- _Source text_
Start

But in the gallantry of the Troubadours it was generally the opposite sex which suffered sorrows and death for their love.

The author of the Life of Petrarch relates an interesting story of the unsuccessful love of Richard de Berbesicu, a poet and Troubadour of no mean genius, who fell in love with a rich Baroness, who was the wife of Geoffroi de Tours. She received the poet's professions with pride, as there was nothing she wished for so much as to be celebrated by a poet of his genius; but as he soon discovered that this was her only object in encouraging his passion, he complained bitterly of her rigor, and finally quitted her for another lady, who, after encouraging him, expressed the greatest disdain for his caprice. "Go," said she, "you are unworthy of any woman's love. You are the falsest man in the world, to abandon a lady so lovely, so amiable. Go, since you have forsaken her, you will forsake any other."

The poet took her advice and returned and sought the grace of Madame de Tours again, but she scornfully refused him, and in the rage of his disappointment he composed the following invective against women:

"To seek for fidelity in women, is to seek for holy things among the carcasses of dead and putrid dogs—to confide in them is the confidence of the dove in the kite. If they have no children they bestow a supposed offspring, that they may inherit the dowry which belongs only to mothers. What you love the most, their arts will cause you to hate; and when they have filled up the measure of their iniquity, they laugh at their disorders, and justify their guilt."

Overwhelmed with despair, our troubadour retired into a wood, where he built himself a cottage, resolving never more to appear in the world unless he could be restored to the favor of Madame de Tours.

All the knights of the country were touched with his fate. When two years had elapsed, they came and besought him to abandon his retreat, but be remained firm to his first resolution. At last, all the knights and ladies assembled, and went to bespeak Madame de Tours to have pity on him; but she answered that she would never grant this request till a hundred ladies and a hundred knights, who were truly in love, came to her with hands joined, and knees bent, to solicit the pardon of Berbesieu. On this condition she promised to forgive him. This news restored hope to the poet, and he gave vent to his grief in a poem which began with this paragraph:

"As an elephant, who is overthrown, cannot be raised up till a number of elephants rouse him by their cries, so neither should I have ever been relieved from my distress, if these loyal lovers had not obtained my grace, by beseeching it of her who alone can bestow felicity."

The ladies and knights assembled according to the number prescribed; they went to intercede for this unfortunate lover, and they obtained for him the pardon promised. But Madame de Tours died soon after; and her troubadour not being able to live in a country which called to his mind the sufferings he had undergone, and the loss of his beloved mistress, withdrew into Spain, where he ended his days.

End

- _Problems to work on_
[a] Using the story of the troubadour and Madame de Tours, decide whether each statement agrees with the text. Answer yes or no for each, and quote the deciding words.
(i) The Baroness the poet first loved was the wife of Geoffroi de Tours.
(ii) Madame de Tours required fifty ladies and fifty knights to plead for the poet.
(iii) After Madame de Tours died, the poet withdrew into Italy.
[b] Carry on the story of the troubadour and Madame de Tours, starting after its final sentence.

Object position labeling material
Start

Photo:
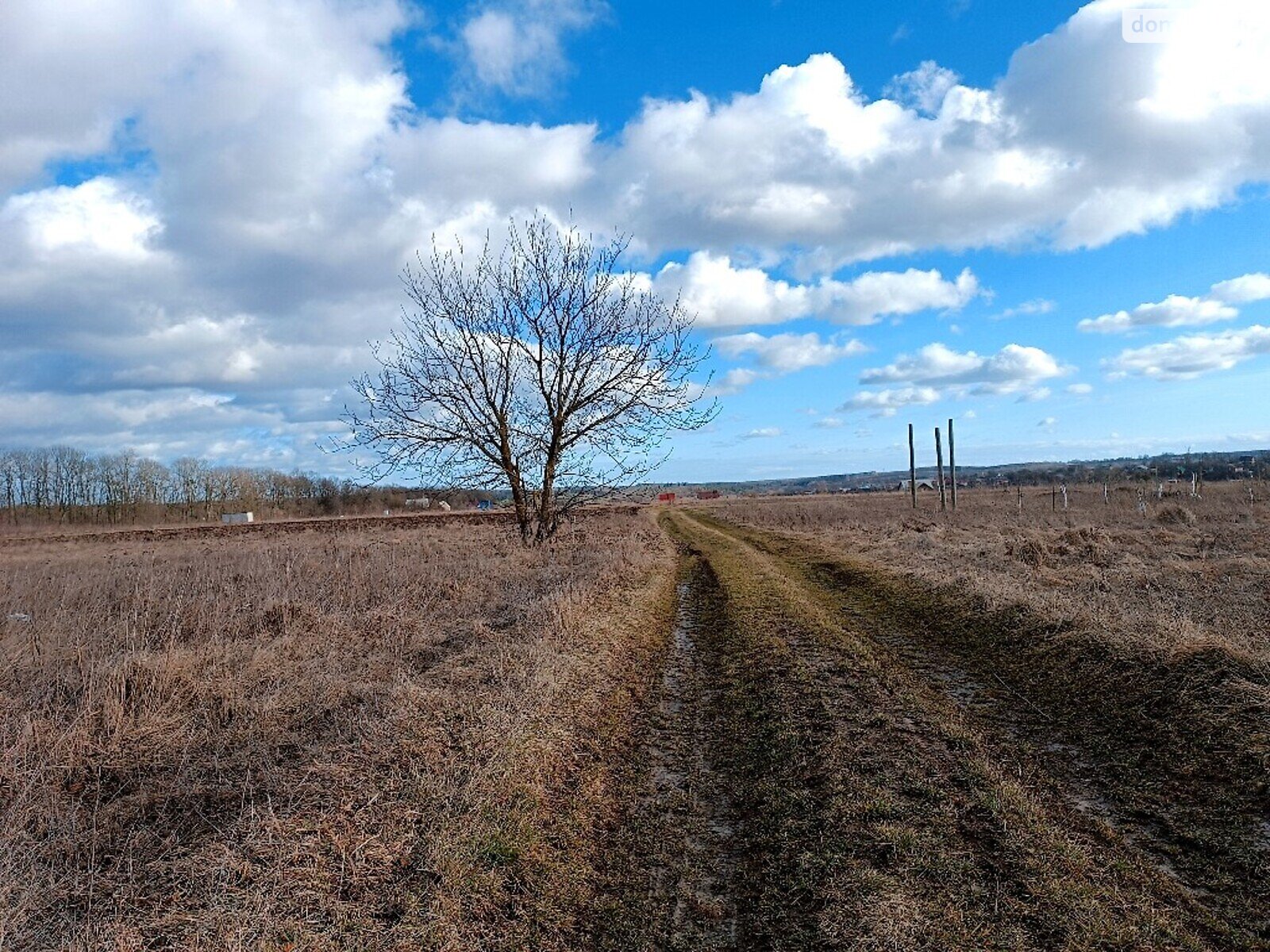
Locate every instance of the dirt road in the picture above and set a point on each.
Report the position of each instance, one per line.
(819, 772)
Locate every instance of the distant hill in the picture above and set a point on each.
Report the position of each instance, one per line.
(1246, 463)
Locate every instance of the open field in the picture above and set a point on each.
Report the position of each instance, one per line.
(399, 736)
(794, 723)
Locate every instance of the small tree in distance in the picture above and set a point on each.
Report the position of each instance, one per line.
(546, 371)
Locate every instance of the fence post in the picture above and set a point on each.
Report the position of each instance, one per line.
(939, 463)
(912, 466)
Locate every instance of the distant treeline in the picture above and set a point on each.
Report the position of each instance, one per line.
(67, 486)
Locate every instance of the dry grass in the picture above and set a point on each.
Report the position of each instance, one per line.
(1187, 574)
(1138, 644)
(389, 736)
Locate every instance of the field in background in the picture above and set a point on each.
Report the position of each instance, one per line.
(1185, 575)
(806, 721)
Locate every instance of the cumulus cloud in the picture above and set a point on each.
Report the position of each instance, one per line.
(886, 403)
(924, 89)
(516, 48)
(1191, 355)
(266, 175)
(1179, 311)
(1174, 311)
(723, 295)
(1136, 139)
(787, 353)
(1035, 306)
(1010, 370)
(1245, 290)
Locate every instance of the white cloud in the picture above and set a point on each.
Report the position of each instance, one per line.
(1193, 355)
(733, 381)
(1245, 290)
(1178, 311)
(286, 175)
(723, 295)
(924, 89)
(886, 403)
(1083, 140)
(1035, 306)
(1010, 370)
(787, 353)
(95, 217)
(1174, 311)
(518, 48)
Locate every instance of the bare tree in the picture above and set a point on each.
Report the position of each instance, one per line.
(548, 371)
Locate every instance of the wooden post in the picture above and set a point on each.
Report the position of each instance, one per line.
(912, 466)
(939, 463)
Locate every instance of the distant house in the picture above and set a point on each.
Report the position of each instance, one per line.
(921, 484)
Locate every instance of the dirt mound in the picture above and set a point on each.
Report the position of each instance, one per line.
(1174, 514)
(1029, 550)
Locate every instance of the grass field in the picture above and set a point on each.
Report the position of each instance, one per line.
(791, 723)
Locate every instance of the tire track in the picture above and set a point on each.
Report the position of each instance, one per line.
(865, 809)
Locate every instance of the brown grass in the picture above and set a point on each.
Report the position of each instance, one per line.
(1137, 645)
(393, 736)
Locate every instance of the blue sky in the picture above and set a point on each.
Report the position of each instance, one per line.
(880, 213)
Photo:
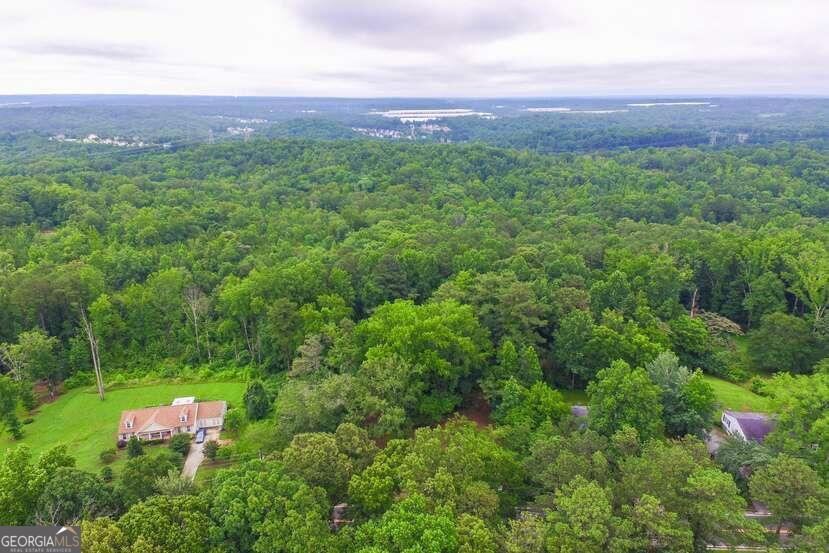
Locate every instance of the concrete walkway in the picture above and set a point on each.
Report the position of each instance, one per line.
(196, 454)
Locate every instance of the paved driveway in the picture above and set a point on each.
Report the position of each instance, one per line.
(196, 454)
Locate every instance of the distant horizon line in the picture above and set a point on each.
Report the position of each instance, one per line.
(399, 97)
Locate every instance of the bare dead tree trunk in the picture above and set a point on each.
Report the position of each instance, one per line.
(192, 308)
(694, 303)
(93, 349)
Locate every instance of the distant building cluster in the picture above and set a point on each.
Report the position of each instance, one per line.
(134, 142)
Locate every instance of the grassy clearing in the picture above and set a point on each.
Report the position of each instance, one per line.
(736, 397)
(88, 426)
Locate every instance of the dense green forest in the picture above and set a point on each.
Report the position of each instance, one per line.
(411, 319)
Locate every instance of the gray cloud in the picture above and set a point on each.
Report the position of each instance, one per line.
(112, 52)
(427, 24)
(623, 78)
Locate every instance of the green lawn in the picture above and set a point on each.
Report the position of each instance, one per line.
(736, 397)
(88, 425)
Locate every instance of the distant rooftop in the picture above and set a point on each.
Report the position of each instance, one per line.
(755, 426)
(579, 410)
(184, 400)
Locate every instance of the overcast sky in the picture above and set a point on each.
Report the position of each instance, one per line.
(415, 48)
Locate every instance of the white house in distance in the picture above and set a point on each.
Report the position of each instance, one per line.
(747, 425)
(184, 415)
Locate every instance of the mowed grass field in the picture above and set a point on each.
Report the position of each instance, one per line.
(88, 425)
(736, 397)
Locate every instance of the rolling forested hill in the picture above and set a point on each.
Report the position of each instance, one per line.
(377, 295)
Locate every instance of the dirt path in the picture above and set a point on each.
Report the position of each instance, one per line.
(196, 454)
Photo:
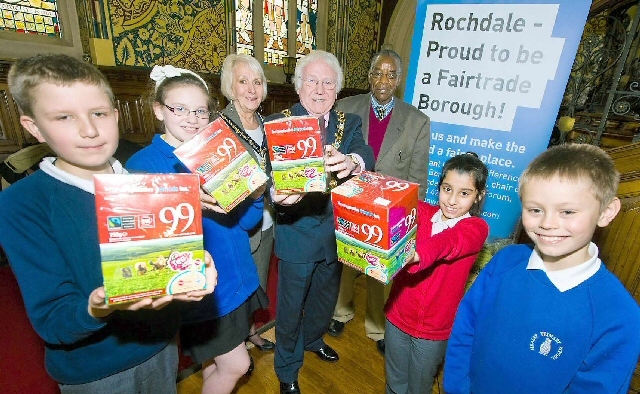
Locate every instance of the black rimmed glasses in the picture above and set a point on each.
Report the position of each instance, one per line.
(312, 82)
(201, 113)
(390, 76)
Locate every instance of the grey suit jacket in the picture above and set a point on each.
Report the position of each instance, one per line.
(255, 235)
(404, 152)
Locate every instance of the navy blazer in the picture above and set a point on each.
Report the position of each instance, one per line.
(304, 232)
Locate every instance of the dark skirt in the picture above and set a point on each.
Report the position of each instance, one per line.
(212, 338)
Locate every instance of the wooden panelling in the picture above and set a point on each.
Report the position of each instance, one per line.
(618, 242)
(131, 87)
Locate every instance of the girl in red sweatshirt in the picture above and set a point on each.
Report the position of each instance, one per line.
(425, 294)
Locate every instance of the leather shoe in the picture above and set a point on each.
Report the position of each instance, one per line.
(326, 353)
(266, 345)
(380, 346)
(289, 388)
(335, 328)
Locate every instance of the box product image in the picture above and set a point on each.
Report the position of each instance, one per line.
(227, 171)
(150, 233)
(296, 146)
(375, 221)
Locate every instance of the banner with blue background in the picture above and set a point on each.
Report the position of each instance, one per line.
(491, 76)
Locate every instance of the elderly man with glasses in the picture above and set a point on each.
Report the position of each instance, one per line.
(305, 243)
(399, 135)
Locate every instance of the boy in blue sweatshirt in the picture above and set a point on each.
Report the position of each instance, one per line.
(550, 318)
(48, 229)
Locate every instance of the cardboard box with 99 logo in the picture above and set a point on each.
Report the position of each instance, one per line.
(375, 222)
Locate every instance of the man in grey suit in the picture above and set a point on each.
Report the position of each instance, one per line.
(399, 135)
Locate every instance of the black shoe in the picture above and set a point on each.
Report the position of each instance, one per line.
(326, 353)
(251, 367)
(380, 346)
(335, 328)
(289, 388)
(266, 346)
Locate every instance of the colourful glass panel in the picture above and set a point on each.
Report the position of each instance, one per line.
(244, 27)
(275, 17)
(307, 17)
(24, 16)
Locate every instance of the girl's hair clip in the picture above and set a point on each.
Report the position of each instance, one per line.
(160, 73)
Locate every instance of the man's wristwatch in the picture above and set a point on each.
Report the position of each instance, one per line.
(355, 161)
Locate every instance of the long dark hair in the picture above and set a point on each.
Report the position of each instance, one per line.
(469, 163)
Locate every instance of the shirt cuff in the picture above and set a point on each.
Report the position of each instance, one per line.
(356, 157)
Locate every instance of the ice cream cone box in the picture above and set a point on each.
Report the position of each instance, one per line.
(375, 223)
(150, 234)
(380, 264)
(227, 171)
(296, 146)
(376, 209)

End
Start

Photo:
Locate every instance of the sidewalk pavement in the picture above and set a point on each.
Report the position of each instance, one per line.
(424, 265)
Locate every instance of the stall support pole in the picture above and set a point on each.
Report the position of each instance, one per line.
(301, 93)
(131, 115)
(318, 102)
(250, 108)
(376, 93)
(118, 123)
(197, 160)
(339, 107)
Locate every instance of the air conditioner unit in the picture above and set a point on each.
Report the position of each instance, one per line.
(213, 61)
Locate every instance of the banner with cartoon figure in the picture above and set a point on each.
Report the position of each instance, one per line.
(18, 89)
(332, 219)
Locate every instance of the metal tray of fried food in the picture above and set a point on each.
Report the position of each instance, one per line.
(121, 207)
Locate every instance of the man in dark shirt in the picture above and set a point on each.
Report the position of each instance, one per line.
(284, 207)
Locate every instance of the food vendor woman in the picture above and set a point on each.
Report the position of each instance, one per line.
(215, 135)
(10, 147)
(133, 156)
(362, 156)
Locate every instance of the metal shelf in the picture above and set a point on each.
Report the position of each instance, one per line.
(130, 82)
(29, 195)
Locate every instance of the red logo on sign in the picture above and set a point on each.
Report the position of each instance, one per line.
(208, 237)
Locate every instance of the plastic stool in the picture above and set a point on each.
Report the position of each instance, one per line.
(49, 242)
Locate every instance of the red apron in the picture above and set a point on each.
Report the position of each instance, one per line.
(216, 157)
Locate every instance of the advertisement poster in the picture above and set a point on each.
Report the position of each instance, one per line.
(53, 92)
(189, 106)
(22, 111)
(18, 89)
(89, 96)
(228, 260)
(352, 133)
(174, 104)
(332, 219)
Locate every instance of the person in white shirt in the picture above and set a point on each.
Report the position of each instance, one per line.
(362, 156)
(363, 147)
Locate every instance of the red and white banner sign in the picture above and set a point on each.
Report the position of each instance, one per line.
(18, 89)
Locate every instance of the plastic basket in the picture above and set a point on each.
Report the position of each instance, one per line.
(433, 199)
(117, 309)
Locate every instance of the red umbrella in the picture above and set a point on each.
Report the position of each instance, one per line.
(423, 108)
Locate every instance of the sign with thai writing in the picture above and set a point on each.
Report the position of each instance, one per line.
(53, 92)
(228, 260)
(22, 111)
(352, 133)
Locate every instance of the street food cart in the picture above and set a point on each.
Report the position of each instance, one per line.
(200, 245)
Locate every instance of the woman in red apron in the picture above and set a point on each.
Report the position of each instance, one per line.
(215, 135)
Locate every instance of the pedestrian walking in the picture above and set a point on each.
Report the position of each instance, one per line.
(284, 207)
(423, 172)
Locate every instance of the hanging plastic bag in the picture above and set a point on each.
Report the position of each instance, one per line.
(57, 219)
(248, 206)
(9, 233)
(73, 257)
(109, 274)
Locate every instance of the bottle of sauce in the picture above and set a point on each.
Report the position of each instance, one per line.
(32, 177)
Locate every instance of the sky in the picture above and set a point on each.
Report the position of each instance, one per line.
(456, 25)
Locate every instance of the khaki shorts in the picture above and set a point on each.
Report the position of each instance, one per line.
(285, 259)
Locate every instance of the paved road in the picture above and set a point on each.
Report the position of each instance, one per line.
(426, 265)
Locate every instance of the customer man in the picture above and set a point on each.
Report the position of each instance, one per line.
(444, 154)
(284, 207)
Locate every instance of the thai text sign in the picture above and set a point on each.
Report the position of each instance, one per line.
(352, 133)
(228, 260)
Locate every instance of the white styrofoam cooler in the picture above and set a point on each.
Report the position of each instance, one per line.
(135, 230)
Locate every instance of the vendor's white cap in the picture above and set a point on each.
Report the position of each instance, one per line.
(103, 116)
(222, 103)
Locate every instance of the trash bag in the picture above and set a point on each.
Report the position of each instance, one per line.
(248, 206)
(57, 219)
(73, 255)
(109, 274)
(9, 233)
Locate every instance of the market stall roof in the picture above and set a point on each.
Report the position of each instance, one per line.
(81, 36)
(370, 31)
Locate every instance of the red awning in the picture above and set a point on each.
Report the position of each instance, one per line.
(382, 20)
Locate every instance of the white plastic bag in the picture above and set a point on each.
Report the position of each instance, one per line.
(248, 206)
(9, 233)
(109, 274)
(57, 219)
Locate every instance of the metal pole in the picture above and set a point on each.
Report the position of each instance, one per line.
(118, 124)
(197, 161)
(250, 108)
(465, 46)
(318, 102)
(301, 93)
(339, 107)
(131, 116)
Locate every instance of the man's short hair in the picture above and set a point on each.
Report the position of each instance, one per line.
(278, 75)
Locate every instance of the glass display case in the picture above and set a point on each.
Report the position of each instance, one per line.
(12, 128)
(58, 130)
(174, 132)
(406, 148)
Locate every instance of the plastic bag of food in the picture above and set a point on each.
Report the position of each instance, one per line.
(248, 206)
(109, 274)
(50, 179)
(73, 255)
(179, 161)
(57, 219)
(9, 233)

End
Start

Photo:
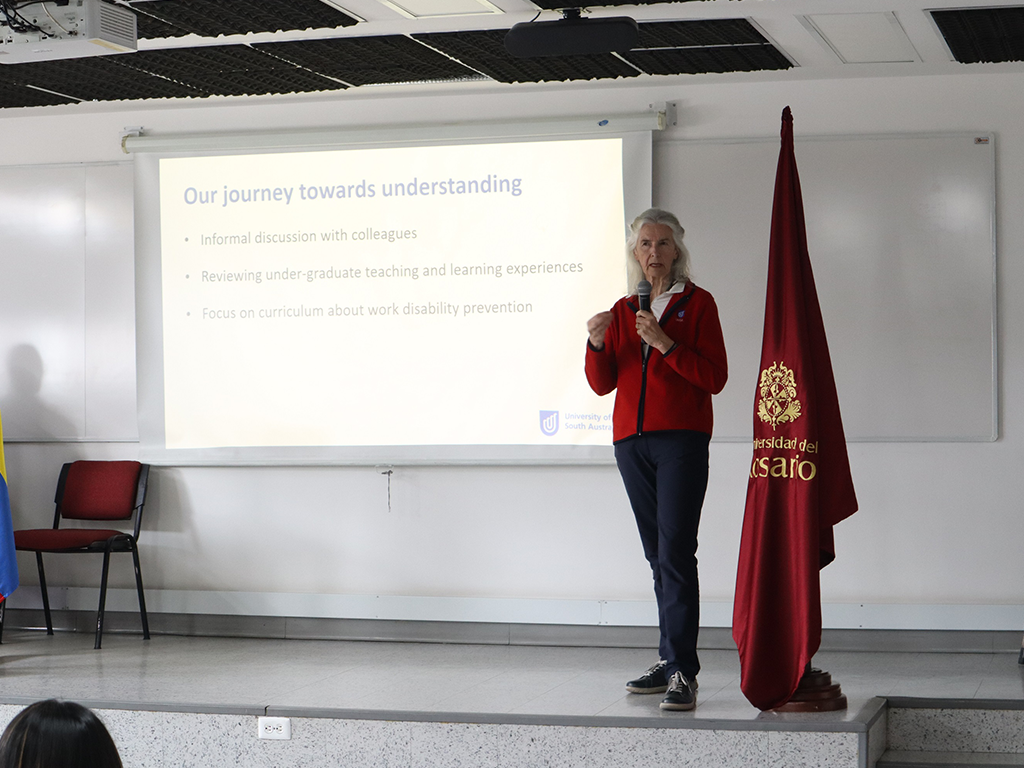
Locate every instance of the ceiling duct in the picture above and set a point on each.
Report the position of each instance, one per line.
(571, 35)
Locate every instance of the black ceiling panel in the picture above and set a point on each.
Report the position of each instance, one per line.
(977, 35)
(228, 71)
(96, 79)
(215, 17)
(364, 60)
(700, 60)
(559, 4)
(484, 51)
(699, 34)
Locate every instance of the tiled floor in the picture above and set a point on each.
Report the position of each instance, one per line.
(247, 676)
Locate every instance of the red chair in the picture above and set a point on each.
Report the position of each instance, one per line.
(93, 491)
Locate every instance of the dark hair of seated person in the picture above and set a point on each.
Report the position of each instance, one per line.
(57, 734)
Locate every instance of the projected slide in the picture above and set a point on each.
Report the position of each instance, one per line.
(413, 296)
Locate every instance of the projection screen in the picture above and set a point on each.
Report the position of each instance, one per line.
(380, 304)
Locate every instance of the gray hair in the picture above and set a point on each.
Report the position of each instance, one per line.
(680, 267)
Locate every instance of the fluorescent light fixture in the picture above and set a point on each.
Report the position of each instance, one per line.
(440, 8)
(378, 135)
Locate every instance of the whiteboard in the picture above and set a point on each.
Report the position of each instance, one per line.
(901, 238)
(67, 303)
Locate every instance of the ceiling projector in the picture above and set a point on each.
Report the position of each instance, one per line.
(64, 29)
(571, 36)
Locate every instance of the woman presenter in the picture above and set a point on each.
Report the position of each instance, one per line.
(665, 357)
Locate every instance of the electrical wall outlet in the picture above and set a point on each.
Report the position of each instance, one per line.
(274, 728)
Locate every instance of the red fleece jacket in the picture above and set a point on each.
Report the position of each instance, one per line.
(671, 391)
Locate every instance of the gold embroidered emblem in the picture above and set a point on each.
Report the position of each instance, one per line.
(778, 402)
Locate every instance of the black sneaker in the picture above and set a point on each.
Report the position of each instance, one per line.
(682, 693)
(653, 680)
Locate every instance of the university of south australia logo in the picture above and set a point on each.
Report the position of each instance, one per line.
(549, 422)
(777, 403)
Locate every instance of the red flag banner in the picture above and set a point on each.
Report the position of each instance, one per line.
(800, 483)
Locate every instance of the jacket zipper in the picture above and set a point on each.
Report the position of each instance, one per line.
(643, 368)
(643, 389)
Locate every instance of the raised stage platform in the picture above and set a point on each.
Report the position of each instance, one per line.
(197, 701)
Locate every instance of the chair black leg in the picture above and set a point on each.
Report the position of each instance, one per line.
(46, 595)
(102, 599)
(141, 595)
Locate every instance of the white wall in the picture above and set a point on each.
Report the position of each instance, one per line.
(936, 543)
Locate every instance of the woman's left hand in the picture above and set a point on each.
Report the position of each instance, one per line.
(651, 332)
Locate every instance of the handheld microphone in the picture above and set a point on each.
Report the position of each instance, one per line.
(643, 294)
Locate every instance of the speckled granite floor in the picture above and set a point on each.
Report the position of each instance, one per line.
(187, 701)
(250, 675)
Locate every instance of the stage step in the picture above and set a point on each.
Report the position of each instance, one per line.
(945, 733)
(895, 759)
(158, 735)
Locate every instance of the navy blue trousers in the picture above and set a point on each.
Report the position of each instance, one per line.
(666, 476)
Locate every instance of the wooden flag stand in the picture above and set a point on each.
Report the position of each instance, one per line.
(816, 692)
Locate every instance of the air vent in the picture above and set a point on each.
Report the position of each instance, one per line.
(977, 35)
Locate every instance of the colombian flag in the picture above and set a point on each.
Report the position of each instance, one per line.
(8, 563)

End

- _Task results_
[a]
(i) Yes: "a rich Baroness, who was the wife of Geoffroi de Tours."
(ii) No: "a hundred ladies and a hundred knights, who were truly in love."
(iii) No: "withdrew into Spain, where he ended his days."

[b]
This seems more like a romance than a story of real life, but the history of the Troubadours is full of actual events still more strange and romantic. The student of history will be struck with the sincerity and genuine earnestness of the gallantry of those days.

I have read with admiration the confession of William Magret, a poet of Viennois, who addressed this remarkable message to Peter II. who was killed at the battle of Murot: "Since God has placed you in heaven, be mindful of us who are left on earth." But what has most charmed me is the simple manner in which he describes his love: "I am so distracted with love, that being seated, I perceive not those who enter, and do not rise to receive them; and I seek for that I hold in my hand. As I believe in that God who was born on Christmas, I never committed fault or crime to the lady of my love, except it was to extinguish the lights to hide my confusion from her, and lest she should perceive the tears that roll down my cheeks, when I contemplated her sweetness."

It was not uncommon in those days for the lover to fast, and torture himself, and perform incredible feats of self-denial, to prove the sincerity of his love for his mistress. Sometimes during the intense heat of summer, they would wrap themselves in the thickest and warmest clothing and run up the steepest hills, walk bare-foot over the burning sands, and then during the frosts of winter they would clothe themselves in the thinnest garments, and expose themselves to the frosts and biting winds, to prove that "love could suffer all things for love." And sometimes these poor fanatics were frozen to death while on these pilgrimages of love.

There can be no doubt that gallantry had, at least, an element of sincerity in it, in those days. The deep, intense earnestness of their love-songs is sufficient proof of this. There was something almost profane in the devotion which these Troubadours exhibited to woman. Take for instance the following extract from Peri Rogier, a troubadour of great poetical genius who flourished in the twelfth century—

"Without doubt God was astonished when I consented to separate myself from my lady: yes, God cannot but have given me much credit, for he is well aware that if I lost her, I could never again know happiness, and that he himself possesses nothing that could console me. Oh sweet friend when the soft breeze comes wafting from the loved spot you inhabit, it seems to me that I inhale the breath of Paradise. Oh, if I can but enjoy the charm of your glances, I do not aspire to any greater favor—I believe myself in possession of God himself."

The object of this profane adoration was the beautiful Ermengarde, the daughter of Viscount Emeric II. of Narbonne, who, though she accepted the admiration of the poet, was obliged to send him away from her court, for the protection of her own reputation.

It was not an unfrequent occurrence for these gallant knights of the quill to fall in love with fair ladies whom they had never seen, and to burn with a flame for charms which they had only heard described, and which they would waste their lives in trying to possess.

Thus Jauffre Rudel, having heard a description of the beauty of the Princess Melindeusende, daughter of the Count of Tripoli, and the affianced bride of Manuel, Emperor of Constantinople, became so enamored with the idea of her charms, that he quitted his native land, and established himself near the being whose loveliness he had sung but never seen. But, alas! his heated imagination was undermining his health, and he dropped dead at the very moment he attained the object of his desires, and beheld for the first time the fair phantom of his dreams.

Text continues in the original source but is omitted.